Hypo-activity is, thus, well documented in association with
autoimmunity, while hyperactivity of ovaries is not.
[0109] Considering the substantial evidence in support of
autoimmune-associated suppression of ovarian function, we have
speculated about autoimmune-induced ovarian stimulation in PCOS
patients, which would mimic the independent duality of, for
example, thyroid autoimmunity and function, both etiologically
linked, interacting, yet relatively independent of each other.
[0110] At first, our initial efforts through pilot studies at our
center to demonstrate evidence for autoimmune activity in
association with PCOS presented challenges. We attributed the
difficulties to phenotypical and etiologic variabilities of PCOS,
as defined by current Rotterdam criteria. However, identifying
above noted PCO-like phenotype with close association to the
het-norm/low FMR1 sub-genotype offered a unique opportunity to
study a clinically homogenous PCO-like patient population.
[0111] We now confirm close associations between FMR1 genotypes and
ovarian function. For the first time, we associate FMR1 genotypes
in infertile women with risk towards autoimmunity and with
pregnancy chances in association with in vitro fertilization (IVF).
See at least Example 9 below.

What needs to be done:
Rewrite the paragraph of the PCOS text that begins "At first, our initial efforts" as a short bulleted list that keeps its main facts. The material after this text comes from a different source.

Data listing:
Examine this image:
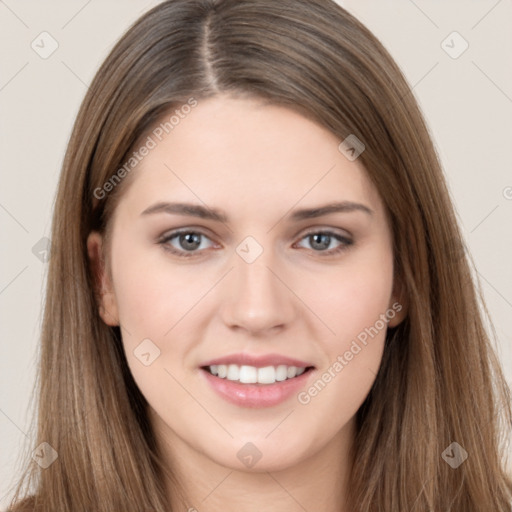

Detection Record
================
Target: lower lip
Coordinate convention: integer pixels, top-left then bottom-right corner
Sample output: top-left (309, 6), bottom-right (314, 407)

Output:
top-left (201, 368), bottom-right (313, 408)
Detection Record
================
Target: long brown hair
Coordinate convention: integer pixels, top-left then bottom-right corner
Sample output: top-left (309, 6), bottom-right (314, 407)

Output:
top-left (8, 0), bottom-right (512, 512)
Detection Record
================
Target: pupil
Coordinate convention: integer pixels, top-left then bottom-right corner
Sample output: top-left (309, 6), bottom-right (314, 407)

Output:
top-left (311, 233), bottom-right (331, 249)
top-left (180, 233), bottom-right (201, 249)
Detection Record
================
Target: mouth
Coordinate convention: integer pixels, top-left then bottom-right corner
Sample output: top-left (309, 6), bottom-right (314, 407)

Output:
top-left (201, 364), bottom-right (314, 385)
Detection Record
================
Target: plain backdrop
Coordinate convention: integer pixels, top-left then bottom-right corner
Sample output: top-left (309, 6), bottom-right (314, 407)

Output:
top-left (0, 0), bottom-right (512, 507)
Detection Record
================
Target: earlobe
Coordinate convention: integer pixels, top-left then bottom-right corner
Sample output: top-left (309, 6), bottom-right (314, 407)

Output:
top-left (87, 231), bottom-right (119, 327)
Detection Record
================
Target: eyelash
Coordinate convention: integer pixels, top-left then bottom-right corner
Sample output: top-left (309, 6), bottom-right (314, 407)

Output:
top-left (157, 229), bottom-right (354, 258)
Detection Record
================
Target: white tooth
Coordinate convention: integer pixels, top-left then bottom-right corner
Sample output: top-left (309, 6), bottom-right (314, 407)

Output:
top-left (276, 364), bottom-right (288, 381)
top-left (240, 366), bottom-right (258, 384)
top-left (286, 366), bottom-right (297, 379)
top-left (217, 364), bottom-right (228, 379)
top-left (227, 364), bottom-right (240, 380)
top-left (258, 366), bottom-right (276, 384)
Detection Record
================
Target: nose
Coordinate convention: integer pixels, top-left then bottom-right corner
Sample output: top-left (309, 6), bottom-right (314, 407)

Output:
top-left (221, 250), bottom-right (295, 336)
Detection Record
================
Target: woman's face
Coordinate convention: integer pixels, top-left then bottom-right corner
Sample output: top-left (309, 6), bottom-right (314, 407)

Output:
top-left (89, 97), bottom-right (403, 471)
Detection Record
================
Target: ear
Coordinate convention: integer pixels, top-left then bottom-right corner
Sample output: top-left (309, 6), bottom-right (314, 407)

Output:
top-left (388, 276), bottom-right (408, 327)
top-left (87, 231), bottom-right (119, 327)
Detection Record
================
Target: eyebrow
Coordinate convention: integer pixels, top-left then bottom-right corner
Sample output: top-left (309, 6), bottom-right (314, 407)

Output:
top-left (141, 201), bottom-right (374, 223)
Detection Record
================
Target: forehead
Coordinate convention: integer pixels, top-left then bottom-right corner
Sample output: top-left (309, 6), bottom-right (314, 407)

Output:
top-left (114, 97), bottom-right (380, 220)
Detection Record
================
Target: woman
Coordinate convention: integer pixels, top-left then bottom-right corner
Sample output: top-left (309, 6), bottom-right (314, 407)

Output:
top-left (8, 0), bottom-right (512, 512)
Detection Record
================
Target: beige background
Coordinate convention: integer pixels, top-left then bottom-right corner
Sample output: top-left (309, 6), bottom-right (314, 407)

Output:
top-left (0, 0), bottom-right (512, 507)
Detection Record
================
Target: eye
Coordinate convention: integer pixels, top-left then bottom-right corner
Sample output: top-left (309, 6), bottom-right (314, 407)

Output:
top-left (294, 231), bottom-right (354, 255)
top-left (158, 230), bottom-right (213, 258)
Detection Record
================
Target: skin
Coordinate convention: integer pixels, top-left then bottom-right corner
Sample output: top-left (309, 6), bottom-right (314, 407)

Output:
top-left (88, 96), bottom-right (403, 512)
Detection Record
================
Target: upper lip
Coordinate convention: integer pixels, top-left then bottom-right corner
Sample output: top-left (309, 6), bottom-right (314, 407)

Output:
top-left (201, 354), bottom-right (313, 368)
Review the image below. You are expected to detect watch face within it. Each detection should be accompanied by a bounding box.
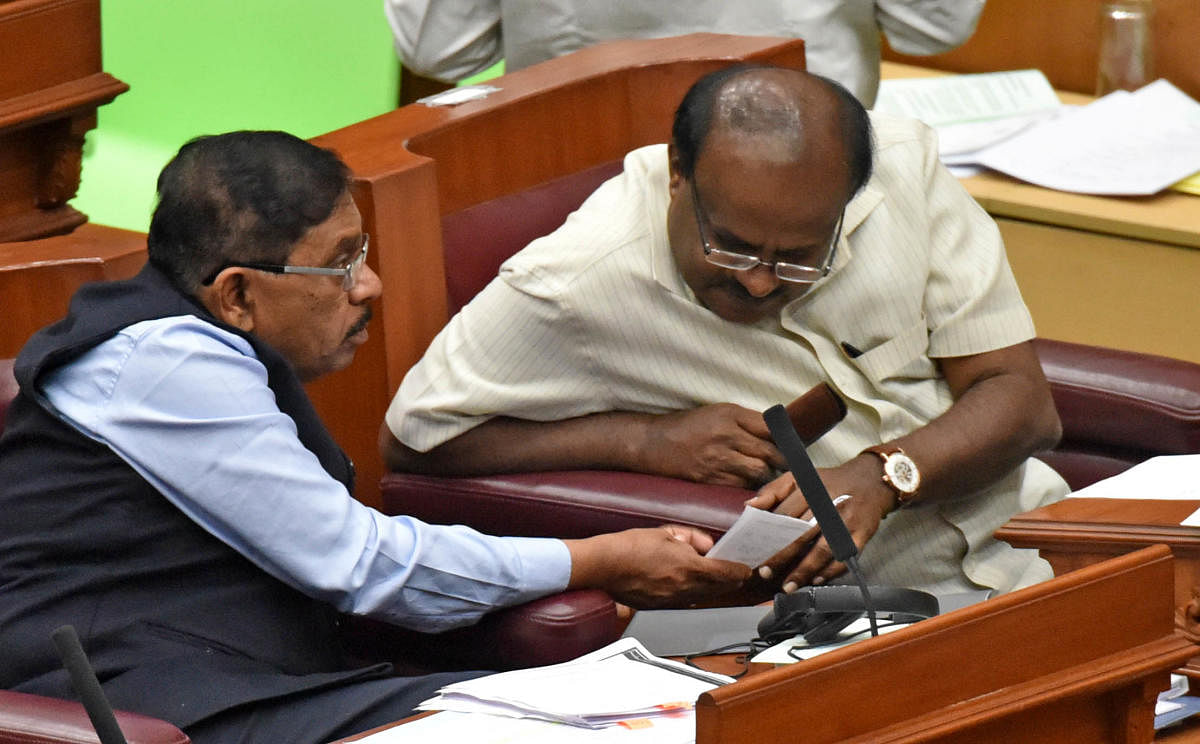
[883,452,920,493]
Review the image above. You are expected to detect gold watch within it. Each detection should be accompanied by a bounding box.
[863,444,920,506]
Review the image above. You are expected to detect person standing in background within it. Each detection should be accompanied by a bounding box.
[384,0,984,108]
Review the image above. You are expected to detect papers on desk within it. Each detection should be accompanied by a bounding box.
[1067,455,1200,527]
[875,70,1200,196]
[418,638,733,728]
[1068,455,1200,502]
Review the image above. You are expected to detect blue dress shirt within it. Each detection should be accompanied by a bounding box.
[43,316,571,631]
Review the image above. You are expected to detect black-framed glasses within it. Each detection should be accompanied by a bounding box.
[200,233,371,292]
[689,180,846,284]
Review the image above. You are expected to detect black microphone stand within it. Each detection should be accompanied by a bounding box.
[762,406,880,636]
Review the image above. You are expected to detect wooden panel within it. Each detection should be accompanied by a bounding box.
[0,0,128,242]
[996,216,1200,362]
[310,34,804,505]
[883,0,1200,100]
[0,224,145,358]
[696,546,1195,744]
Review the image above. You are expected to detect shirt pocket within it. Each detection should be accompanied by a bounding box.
[852,320,937,386]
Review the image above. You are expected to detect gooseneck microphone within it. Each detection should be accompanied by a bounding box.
[50,625,127,744]
[762,406,880,636]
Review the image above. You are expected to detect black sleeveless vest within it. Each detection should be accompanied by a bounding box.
[0,264,386,726]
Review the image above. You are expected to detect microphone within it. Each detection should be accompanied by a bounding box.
[762,406,880,636]
[50,625,127,744]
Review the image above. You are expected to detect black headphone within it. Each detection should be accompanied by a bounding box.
[758,586,938,644]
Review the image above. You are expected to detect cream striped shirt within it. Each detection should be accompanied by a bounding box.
[386,115,1067,592]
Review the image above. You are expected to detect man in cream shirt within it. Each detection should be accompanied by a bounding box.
[382,67,1067,593]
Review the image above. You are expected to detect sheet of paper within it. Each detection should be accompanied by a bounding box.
[1068,455,1200,501]
[359,712,696,744]
[708,506,817,568]
[418,637,733,727]
[875,70,1060,127]
[978,80,1200,196]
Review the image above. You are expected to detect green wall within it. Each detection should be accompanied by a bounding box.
[72,0,398,230]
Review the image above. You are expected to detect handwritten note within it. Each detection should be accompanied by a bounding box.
[708,506,817,568]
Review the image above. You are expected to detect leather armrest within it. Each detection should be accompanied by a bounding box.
[1033,338,1200,490]
[0,690,191,744]
[380,470,754,539]
[1033,338,1200,456]
[348,589,622,672]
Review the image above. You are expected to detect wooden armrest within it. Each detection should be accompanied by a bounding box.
[0,690,191,744]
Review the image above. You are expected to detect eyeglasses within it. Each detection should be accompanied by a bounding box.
[690,181,846,284]
[200,233,371,292]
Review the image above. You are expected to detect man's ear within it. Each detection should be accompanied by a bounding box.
[667,143,683,197]
[200,266,254,332]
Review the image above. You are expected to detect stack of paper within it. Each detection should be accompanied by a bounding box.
[418,638,733,728]
[875,70,1062,166]
[876,70,1200,196]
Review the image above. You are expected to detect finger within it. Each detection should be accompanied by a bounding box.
[746,475,796,509]
[782,538,833,593]
[721,449,774,488]
[662,524,713,554]
[774,491,812,521]
[756,528,821,581]
[812,560,846,587]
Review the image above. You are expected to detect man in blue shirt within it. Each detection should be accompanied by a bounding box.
[0,132,749,743]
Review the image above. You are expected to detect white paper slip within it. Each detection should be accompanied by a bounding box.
[978,80,1200,196]
[418,637,733,728]
[875,70,1058,127]
[708,506,817,568]
[1069,455,1200,501]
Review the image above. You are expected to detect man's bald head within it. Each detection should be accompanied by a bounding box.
[672,65,871,198]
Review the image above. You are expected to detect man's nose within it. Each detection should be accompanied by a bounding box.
[738,264,780,298]
[349,263,383,305]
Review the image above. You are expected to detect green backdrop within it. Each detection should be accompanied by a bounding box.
[72,0,398,230]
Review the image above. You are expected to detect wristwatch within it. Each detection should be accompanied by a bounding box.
[863,444,920,506]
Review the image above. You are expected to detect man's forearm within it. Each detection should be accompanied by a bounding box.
[380,412,653,475]
[865,349,1062,500]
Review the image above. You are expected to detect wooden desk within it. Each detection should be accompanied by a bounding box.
[336,546,1194,744]
[996,498,1200,686]
[883,62,1200,361]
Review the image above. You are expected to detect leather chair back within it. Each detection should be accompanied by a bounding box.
[0,359,17,434]
[1033,338,1200,488]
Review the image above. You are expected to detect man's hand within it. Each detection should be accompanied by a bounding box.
[635,403,784,488]
[564,524,751,610]
[748,455,895,592]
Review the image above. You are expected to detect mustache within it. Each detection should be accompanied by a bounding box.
[343,307,374,341]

Written solution:
- Early pilot studies at the center to show autoimmune activity linked to PCOS ran into challenges.
- These difficulties were attributed to the phenotypical and etiologic variability of PCOS as defined by the current Rotterdam criteria.
- Identifying a PCO-like phenotype closely associated with the het-norm/low FMR1 sub-genotype offered a unique opportunity to study a clinically homogenous PCO-like patient population.